---------- INPUT RECORDS

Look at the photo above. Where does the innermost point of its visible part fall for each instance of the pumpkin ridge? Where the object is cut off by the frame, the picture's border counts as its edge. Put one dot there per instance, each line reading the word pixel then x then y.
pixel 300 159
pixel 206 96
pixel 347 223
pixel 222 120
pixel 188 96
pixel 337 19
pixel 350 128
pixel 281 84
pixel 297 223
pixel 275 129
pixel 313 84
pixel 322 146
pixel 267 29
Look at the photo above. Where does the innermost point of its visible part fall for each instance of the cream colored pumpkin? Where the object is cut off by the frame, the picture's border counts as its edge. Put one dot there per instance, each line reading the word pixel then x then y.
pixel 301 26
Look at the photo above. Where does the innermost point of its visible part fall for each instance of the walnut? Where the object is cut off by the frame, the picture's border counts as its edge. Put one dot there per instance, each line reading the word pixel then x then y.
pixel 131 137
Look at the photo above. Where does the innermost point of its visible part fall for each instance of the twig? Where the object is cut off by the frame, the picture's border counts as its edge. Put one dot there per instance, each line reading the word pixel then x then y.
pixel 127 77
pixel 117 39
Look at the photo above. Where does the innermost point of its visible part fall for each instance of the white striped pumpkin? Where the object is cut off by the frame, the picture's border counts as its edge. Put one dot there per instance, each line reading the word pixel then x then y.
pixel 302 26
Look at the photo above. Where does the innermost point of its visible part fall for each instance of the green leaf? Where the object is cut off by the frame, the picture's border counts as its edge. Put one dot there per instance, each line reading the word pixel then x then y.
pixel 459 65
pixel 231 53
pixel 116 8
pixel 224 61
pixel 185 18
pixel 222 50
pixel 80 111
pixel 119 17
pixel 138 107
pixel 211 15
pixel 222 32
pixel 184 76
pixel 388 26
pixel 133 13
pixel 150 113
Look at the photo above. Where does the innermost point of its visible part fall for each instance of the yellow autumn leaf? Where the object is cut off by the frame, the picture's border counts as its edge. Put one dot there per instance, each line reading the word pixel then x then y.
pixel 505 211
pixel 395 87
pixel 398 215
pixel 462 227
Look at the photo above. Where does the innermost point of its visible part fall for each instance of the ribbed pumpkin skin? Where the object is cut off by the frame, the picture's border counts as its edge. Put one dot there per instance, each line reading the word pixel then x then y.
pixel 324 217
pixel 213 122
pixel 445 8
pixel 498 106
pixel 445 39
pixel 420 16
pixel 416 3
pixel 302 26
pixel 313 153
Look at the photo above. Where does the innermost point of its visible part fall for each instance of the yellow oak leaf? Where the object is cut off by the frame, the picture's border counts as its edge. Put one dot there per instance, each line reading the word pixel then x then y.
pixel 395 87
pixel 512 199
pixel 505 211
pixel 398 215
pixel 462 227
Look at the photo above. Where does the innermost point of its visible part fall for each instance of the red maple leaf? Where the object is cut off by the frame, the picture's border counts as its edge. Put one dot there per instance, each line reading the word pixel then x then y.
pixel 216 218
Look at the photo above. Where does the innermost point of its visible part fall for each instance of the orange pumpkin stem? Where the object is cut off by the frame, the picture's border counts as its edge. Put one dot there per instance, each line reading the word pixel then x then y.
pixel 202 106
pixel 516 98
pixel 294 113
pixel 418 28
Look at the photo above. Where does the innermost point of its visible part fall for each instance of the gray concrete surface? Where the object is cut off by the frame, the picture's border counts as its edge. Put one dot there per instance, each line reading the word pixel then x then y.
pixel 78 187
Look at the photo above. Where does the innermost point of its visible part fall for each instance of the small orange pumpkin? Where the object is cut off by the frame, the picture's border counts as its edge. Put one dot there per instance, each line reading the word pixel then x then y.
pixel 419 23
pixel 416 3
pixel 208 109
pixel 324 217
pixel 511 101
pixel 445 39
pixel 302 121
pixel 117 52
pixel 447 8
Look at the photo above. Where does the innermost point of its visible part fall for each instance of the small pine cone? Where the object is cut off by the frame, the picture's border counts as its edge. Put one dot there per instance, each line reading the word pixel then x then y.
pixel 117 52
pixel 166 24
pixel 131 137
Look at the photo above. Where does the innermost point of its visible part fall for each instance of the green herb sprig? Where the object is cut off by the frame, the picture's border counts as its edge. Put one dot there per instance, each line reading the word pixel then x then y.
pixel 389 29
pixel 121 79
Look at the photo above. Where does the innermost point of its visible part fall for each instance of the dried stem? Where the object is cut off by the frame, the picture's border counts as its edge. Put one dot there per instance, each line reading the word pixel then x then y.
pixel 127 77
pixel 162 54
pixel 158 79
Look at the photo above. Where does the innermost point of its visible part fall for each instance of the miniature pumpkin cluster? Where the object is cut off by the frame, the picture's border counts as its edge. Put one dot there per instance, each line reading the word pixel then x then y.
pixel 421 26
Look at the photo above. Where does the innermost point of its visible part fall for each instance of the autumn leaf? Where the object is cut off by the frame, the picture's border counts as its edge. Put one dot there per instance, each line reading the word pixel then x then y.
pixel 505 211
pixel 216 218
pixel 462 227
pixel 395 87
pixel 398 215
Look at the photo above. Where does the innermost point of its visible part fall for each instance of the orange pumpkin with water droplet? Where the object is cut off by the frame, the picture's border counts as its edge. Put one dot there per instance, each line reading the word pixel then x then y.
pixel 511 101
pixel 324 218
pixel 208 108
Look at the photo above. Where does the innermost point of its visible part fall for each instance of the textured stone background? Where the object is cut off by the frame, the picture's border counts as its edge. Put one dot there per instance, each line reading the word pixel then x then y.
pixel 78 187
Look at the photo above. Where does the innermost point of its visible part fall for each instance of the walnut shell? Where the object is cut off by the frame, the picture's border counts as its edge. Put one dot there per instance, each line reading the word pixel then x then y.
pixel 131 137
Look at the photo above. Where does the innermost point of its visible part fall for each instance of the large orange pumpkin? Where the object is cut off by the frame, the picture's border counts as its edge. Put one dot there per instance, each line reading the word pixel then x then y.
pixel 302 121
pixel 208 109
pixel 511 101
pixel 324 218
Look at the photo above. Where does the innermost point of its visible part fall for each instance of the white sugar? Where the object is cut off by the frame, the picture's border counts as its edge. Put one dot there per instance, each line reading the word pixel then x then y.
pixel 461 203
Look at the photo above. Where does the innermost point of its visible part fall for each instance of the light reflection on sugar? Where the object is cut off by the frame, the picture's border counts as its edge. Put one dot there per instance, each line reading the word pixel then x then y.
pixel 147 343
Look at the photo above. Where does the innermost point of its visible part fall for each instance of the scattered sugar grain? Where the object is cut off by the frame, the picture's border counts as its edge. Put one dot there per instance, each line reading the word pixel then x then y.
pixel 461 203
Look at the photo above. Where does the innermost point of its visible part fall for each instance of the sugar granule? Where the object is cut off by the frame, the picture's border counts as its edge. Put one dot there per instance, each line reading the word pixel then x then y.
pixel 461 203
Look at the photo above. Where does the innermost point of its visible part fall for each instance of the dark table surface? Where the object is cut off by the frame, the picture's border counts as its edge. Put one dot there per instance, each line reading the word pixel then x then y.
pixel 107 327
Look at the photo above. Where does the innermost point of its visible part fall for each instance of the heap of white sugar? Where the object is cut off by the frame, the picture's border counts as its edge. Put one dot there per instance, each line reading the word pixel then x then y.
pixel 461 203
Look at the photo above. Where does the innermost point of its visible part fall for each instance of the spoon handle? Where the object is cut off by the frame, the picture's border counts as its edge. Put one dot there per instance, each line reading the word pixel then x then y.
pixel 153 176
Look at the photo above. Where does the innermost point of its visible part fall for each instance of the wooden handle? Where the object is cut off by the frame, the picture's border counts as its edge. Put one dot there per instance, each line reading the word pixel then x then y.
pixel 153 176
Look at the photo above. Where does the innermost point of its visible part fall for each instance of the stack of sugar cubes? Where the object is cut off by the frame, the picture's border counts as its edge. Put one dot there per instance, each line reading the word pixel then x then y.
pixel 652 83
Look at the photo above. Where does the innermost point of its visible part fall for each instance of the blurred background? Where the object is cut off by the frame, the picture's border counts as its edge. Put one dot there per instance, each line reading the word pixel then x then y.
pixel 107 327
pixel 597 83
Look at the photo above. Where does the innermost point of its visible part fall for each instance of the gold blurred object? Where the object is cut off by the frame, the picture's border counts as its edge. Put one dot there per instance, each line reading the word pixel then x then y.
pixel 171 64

--------------------

ASSIGNED TASK:
Would you please set down the lines from the one with "of the gold" to the end of the data above, exactly and without any other lines?

SOLUTION BELOW:
Look at the photo above. Where does the innermost point of its visible part fall for each instance of the gold blurred object? Where the object is cut off by the frame, the picture's border counts as its edge. Put one dot there per instance, each line reading the word pixel then x then y.
pixel 171 64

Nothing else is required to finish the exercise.